EXERCISE TASK:
Could you reproduce every line between the lines holding "boxsearch dark shadow area --return coords" and "[697,488,865,674]", inclusive, offsetting each coordinate in the answers by adding 74 to it?

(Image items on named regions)
>>>>

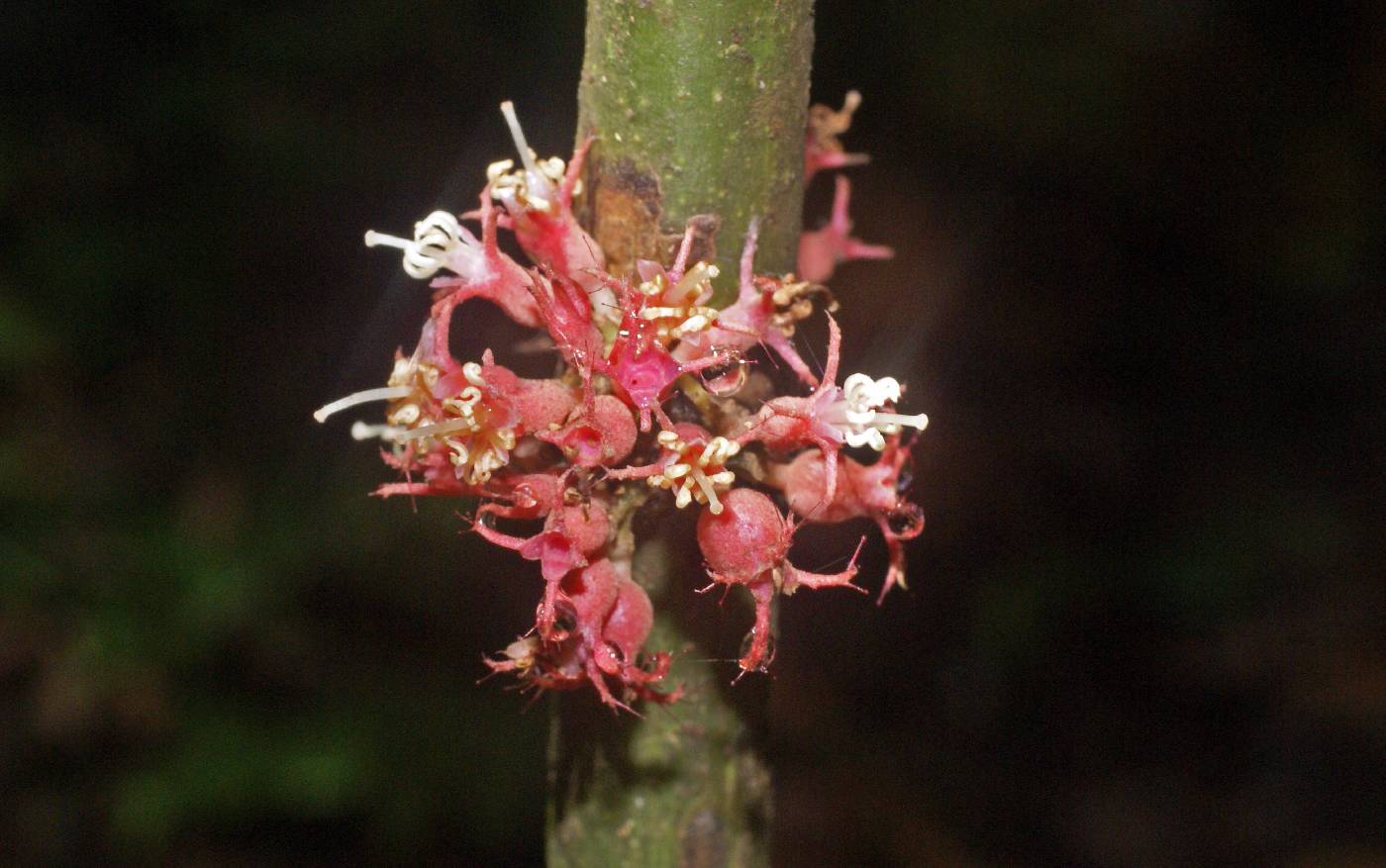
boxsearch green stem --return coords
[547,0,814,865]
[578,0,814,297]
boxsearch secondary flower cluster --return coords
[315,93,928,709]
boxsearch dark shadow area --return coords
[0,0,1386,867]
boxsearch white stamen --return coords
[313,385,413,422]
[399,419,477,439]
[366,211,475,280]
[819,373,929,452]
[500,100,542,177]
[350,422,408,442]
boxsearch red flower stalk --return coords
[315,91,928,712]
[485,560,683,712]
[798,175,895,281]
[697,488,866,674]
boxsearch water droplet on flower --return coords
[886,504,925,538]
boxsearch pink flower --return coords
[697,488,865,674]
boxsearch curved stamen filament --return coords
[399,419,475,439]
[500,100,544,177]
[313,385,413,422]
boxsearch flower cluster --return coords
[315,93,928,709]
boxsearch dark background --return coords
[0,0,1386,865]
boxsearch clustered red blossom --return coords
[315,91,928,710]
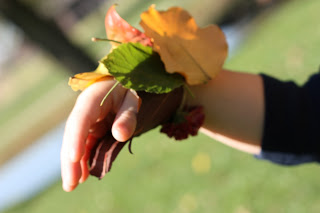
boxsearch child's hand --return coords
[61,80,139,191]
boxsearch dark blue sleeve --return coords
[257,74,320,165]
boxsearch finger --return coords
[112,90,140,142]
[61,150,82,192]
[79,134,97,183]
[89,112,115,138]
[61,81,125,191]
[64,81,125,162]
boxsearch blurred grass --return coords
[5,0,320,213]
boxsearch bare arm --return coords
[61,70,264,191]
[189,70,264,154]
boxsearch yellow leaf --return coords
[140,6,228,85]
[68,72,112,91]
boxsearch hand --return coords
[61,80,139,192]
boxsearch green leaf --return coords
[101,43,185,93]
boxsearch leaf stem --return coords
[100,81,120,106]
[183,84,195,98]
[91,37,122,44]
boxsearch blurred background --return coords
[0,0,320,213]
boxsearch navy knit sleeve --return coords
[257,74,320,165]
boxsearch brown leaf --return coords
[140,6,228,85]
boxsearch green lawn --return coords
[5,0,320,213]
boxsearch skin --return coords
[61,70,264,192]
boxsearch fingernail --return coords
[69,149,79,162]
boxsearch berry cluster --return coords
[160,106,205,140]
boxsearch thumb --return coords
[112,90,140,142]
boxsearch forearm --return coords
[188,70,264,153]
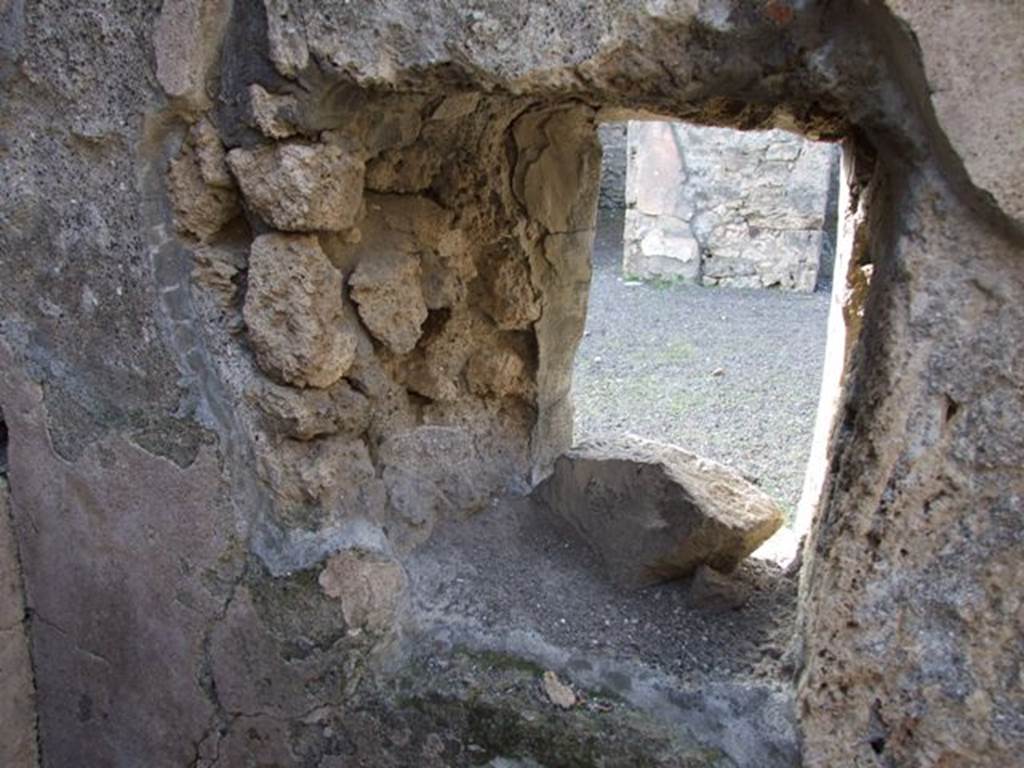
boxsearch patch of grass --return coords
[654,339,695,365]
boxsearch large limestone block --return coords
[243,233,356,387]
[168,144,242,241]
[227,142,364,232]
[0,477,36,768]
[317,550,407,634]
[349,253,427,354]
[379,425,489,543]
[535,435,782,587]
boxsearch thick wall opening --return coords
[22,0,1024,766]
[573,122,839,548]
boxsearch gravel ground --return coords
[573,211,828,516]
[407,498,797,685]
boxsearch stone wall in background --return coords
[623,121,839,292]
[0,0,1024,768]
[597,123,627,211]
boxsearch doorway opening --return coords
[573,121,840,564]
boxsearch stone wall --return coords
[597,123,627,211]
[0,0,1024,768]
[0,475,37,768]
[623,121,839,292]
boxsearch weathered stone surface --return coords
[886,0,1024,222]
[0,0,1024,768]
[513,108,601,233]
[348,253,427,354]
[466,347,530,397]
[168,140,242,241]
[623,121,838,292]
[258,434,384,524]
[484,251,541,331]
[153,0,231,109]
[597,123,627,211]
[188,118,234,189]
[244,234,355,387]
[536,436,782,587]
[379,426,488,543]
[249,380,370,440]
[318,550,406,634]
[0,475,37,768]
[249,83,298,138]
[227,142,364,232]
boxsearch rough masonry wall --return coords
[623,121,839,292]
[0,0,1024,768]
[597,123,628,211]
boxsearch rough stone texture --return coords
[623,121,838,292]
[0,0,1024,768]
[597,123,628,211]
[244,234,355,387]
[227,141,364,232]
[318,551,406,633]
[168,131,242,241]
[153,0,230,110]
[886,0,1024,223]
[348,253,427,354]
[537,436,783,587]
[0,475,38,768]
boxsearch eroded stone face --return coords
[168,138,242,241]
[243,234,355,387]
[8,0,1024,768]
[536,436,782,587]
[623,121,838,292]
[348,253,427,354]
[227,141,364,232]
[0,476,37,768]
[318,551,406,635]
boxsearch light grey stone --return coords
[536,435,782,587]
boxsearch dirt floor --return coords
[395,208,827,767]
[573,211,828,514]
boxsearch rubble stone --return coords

<<<<

EXPECTED ANSWER:
boxsearch dark shadow area --return coords
[74,74,1460,941]
boxsearch white stamen --return coords
[387,459,487,496]
[473,493,551,513]
[440,285,549,354]
[893,447,1003,526]
[574,174,616,251]
[424,496,482,516]
boxsearch red flower stalk --return coords
[389,165,1002,786]
[559,634,757,786]
[872,249,969,355]
[771,562,940,748]
boxsearch water droplet on flower --return coords
[960,578,999,612]
boxsearch pink flower --return coords
[771,562,939,748]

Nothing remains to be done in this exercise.